Work instructions:
Pull out every line of the material that contains the string "positive". Case counts.

++++++++

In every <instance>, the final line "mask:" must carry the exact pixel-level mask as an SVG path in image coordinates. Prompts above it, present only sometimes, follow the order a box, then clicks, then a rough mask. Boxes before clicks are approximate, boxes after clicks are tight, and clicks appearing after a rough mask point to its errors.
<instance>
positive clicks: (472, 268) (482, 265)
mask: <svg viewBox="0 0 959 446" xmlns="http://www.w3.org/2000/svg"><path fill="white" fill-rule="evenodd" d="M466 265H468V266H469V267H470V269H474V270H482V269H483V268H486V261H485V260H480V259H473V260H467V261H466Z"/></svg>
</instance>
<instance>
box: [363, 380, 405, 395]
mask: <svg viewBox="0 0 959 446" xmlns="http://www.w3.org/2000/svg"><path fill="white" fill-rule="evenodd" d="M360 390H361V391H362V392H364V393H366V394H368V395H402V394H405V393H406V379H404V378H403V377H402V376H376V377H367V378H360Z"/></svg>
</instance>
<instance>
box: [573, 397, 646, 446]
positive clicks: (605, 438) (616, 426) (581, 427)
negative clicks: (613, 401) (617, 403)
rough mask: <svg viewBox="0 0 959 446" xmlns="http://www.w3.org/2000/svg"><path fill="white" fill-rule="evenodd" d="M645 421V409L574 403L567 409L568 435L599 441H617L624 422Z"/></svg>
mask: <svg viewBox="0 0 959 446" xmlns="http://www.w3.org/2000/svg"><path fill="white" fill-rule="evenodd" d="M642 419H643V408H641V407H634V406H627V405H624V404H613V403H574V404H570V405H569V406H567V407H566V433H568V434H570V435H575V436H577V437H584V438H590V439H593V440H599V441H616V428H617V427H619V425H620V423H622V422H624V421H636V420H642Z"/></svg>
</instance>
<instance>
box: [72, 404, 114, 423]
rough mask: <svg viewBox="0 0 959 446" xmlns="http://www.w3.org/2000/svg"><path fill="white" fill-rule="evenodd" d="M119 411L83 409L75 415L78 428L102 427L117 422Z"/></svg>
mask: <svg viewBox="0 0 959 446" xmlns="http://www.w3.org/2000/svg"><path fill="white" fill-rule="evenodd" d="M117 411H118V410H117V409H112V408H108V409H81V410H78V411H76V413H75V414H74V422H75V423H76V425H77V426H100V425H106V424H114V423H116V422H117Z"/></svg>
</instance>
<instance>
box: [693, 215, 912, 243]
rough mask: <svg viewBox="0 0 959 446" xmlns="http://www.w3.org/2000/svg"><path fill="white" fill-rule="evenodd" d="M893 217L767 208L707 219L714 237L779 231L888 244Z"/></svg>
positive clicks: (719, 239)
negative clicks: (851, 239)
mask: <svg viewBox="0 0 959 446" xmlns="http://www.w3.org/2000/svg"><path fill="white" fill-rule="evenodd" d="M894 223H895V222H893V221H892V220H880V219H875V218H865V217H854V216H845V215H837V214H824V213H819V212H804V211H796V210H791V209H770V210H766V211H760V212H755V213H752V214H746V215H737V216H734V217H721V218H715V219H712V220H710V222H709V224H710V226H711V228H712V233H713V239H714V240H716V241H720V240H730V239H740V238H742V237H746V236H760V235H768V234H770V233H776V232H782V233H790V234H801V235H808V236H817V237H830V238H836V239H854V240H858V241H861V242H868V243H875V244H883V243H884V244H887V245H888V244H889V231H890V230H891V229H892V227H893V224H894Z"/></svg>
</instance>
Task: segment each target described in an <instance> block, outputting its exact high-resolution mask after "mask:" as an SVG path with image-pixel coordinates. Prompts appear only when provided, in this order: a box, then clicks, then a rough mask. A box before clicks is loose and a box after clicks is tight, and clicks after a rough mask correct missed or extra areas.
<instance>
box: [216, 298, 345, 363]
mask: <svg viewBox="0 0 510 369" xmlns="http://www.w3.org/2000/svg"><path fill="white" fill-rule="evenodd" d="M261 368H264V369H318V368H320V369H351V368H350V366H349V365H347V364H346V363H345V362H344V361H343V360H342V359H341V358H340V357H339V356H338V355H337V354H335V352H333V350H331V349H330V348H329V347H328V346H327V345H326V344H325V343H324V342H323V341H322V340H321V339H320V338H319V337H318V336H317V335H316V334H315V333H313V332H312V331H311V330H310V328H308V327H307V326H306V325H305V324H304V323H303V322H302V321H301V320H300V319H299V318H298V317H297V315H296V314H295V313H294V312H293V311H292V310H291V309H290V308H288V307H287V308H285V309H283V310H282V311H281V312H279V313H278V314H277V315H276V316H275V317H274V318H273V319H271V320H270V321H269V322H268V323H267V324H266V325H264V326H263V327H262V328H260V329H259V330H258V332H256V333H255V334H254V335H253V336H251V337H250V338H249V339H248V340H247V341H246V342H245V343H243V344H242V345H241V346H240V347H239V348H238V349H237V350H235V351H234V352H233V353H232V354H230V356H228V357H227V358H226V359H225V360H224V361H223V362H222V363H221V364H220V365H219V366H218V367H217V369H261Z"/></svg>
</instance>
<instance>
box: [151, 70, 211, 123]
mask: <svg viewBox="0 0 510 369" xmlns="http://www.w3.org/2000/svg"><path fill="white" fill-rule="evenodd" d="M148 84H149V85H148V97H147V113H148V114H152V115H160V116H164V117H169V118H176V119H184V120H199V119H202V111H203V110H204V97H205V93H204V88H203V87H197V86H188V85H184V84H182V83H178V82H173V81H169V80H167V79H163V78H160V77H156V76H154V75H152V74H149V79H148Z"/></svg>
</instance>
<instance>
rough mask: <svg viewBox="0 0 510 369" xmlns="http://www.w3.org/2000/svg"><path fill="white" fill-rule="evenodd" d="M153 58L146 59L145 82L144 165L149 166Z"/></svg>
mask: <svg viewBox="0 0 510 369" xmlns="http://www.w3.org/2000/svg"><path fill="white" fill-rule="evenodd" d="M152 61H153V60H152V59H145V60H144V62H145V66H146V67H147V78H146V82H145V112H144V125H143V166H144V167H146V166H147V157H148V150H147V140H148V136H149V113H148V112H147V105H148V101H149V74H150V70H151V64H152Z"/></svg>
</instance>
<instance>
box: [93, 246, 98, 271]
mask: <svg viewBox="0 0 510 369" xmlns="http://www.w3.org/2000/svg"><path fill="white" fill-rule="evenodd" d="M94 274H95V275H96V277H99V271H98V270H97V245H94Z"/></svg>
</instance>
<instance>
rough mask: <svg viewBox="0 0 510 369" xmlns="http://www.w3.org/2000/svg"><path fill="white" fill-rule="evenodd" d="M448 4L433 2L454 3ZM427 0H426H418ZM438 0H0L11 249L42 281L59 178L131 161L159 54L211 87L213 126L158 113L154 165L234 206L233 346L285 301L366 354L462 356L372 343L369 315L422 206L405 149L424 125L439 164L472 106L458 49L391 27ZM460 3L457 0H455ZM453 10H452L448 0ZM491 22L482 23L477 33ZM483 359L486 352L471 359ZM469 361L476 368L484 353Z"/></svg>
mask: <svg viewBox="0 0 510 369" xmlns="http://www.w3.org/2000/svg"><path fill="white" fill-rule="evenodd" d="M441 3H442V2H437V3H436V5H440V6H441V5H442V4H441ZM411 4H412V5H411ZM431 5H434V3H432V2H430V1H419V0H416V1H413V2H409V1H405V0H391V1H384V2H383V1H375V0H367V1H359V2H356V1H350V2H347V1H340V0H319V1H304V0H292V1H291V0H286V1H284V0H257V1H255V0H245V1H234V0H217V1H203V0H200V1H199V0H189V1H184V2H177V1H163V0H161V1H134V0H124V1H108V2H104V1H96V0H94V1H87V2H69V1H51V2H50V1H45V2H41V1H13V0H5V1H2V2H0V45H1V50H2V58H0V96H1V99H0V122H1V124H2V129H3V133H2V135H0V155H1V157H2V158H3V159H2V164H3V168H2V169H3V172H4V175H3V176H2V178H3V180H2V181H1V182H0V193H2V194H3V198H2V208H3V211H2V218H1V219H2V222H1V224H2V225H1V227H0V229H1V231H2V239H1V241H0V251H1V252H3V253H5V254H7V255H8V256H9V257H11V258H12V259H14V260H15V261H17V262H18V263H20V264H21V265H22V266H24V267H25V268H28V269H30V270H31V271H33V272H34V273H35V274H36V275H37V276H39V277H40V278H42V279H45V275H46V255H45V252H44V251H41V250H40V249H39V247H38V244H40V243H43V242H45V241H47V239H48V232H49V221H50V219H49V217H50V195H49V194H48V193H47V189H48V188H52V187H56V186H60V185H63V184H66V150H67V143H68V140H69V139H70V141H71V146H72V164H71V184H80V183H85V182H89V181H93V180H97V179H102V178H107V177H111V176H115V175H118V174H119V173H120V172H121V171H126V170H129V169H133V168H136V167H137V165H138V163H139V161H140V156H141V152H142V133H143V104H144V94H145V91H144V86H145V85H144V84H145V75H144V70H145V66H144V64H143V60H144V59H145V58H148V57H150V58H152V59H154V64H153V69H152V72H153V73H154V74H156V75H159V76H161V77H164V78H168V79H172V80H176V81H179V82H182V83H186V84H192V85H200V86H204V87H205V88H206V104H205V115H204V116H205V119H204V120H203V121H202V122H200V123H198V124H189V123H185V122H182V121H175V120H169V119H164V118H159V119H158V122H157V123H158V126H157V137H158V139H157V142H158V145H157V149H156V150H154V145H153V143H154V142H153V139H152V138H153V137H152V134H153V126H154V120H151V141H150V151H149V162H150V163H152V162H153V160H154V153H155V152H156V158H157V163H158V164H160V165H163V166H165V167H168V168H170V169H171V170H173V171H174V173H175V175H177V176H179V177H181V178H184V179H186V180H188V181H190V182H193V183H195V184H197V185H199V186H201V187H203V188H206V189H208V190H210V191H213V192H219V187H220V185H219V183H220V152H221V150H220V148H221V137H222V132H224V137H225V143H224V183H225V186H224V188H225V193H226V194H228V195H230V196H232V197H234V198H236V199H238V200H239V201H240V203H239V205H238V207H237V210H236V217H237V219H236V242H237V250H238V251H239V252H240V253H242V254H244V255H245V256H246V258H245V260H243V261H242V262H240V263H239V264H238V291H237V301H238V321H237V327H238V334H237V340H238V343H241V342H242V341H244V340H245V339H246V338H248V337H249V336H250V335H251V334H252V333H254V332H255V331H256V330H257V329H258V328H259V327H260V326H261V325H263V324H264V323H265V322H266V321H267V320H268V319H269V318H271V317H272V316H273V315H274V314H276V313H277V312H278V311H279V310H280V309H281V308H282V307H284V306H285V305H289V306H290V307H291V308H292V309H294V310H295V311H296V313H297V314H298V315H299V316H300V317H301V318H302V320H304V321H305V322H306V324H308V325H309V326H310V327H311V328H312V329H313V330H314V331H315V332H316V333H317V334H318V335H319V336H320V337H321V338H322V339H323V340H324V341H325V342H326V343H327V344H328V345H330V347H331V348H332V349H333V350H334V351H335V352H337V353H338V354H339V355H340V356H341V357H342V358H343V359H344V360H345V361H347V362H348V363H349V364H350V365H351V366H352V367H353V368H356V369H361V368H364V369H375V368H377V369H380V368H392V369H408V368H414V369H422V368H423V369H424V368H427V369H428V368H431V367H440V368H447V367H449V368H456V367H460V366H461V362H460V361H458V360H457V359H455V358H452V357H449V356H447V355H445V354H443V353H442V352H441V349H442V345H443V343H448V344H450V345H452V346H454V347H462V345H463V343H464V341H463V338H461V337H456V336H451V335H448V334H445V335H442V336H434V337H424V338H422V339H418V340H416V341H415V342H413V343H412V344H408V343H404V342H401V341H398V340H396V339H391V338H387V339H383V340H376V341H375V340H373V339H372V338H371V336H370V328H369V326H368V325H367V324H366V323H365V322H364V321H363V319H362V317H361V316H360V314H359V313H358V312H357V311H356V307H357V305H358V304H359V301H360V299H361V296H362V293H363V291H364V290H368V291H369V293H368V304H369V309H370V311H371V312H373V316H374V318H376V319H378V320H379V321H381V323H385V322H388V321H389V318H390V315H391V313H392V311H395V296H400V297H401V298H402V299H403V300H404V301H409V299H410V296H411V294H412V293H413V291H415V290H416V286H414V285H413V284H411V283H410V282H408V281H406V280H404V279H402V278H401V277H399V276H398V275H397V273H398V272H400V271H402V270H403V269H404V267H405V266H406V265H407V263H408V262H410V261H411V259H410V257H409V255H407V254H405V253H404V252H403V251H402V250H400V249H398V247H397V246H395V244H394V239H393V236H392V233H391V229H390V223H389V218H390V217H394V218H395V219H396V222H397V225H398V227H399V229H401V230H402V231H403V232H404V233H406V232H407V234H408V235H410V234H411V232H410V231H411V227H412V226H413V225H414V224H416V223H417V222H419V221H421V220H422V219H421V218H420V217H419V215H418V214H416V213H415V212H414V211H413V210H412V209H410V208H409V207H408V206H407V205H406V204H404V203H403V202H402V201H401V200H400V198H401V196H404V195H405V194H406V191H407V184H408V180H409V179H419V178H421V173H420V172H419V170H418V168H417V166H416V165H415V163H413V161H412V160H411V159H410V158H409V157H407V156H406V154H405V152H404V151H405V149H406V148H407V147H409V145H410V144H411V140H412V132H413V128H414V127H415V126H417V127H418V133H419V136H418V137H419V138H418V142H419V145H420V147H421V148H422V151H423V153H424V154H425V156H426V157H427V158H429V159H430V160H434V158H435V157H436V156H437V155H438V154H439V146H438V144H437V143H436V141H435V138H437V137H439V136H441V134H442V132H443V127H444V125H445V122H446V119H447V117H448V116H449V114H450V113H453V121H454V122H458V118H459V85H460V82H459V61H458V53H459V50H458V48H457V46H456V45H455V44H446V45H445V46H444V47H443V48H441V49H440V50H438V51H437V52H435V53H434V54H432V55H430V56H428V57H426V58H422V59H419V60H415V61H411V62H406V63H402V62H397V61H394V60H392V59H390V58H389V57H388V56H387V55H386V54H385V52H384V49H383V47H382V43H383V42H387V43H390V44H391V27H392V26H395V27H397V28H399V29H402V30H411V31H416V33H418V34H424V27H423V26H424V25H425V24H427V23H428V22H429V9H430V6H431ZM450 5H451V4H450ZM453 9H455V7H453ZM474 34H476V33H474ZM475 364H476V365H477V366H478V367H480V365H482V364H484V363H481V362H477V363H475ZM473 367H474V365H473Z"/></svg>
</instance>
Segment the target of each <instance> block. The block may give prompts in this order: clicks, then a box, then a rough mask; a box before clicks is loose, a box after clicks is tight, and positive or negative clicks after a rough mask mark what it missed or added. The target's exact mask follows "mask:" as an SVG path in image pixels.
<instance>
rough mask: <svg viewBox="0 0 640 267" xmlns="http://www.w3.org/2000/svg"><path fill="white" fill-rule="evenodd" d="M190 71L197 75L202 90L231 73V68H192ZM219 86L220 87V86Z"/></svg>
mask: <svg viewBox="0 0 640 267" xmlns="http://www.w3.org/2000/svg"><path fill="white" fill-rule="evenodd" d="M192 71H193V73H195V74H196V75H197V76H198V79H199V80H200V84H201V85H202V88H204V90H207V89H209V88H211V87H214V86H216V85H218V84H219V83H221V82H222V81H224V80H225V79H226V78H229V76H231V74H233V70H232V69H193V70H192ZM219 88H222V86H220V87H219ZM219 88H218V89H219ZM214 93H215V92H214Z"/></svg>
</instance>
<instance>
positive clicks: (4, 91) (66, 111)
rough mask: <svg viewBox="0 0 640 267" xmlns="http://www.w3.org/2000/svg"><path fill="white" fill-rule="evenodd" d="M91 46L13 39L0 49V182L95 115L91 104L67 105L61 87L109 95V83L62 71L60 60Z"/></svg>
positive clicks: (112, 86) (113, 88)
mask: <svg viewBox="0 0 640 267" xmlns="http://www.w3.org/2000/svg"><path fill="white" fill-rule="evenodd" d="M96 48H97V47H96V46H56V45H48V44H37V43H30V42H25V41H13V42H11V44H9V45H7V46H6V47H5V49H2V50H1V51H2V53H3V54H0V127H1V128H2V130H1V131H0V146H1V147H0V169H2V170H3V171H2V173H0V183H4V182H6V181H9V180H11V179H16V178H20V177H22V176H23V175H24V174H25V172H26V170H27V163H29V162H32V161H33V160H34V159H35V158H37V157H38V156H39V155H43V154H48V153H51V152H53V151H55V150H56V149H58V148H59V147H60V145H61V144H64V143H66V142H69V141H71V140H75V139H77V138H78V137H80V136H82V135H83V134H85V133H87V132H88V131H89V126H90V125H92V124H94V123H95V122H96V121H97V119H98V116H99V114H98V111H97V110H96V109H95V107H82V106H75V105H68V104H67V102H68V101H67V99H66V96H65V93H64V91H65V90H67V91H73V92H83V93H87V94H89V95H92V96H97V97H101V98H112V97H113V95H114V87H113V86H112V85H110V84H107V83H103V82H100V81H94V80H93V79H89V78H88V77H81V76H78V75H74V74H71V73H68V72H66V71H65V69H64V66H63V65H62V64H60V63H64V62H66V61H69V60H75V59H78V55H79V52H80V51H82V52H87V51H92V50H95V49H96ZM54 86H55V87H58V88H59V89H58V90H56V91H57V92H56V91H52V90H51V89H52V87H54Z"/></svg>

++++++++

Exercise answer:
positive clicks: (472, 268) (482, 265)
positive clicks: (605, 438) (616, 426) (581, 427)
positive clicks: (719, 239)
Segment the target of each <instance> block. The block may give prompts in this order: clicks, then a box, then a rough mask; a box before clicks is loose, a box after clicks is tight, and positive or negative clicks after a rough mask mark what it missed or added. The target's exact mask follows "mask:" as an SVG path in image pixels.
positive clicks: (4, 91) (66, 111)
positive clicks: (112, 86) (113, 88)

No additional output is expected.